Task directions
Quote precisely the final stretch of the listing: start at the line containing "gravel path in this photo as pixel coordinates." and stop after the last line.

Records of labeled points
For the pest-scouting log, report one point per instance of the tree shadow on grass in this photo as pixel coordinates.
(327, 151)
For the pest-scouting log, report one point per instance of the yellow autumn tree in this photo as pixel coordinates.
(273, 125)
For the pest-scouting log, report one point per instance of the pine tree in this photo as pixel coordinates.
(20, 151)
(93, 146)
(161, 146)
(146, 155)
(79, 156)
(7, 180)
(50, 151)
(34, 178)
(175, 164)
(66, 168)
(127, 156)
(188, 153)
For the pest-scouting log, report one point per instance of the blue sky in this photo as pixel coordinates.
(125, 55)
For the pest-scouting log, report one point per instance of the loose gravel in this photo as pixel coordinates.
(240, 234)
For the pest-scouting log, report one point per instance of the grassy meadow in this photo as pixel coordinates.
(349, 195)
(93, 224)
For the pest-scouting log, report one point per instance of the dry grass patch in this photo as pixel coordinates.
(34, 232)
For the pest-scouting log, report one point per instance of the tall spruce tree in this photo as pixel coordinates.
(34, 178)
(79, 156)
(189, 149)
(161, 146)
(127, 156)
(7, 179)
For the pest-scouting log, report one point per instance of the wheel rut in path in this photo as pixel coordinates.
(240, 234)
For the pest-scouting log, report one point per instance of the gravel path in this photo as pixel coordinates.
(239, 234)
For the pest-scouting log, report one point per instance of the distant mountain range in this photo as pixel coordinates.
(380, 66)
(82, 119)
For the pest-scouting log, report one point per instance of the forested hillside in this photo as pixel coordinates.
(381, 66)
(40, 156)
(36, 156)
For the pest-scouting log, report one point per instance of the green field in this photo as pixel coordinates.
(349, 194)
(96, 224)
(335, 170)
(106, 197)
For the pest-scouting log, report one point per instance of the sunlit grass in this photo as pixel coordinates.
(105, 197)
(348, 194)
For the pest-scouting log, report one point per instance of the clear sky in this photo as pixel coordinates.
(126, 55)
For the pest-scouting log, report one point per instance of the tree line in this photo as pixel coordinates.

Task answer
For the pest-scouting log, report one point per instance of the gravel path in this photo as pixel coordinates.
(239, 234)
For the pest-scouting log, report one point per instance of the distant mountain range in this photo as pixel coordinates.
(380, 66)
(82, 119)
For the pest-scouting log, report one point per instance of the forested hillside in this photo as pixel coordinates.
(381, 66)
(40, 156)
(36, 156)
For the pest-scouting log, report one point per instance of the green field in this photo as pixel coordinates.
(349, 194)
(96, 224)
(335, 170)
(106, 197)
For the pest-scouting log, report one point per instance of the sunlit grass in this photo as pixel coordinates.
(105, 197)
(348, 194)
For the pest-scouting log, report one point per instance of the clear sky in this photo as pixel coordinates.
(126, 55)
For the pest-scouting log, report one point per instance of the tree line in this photo as pixel coordinates.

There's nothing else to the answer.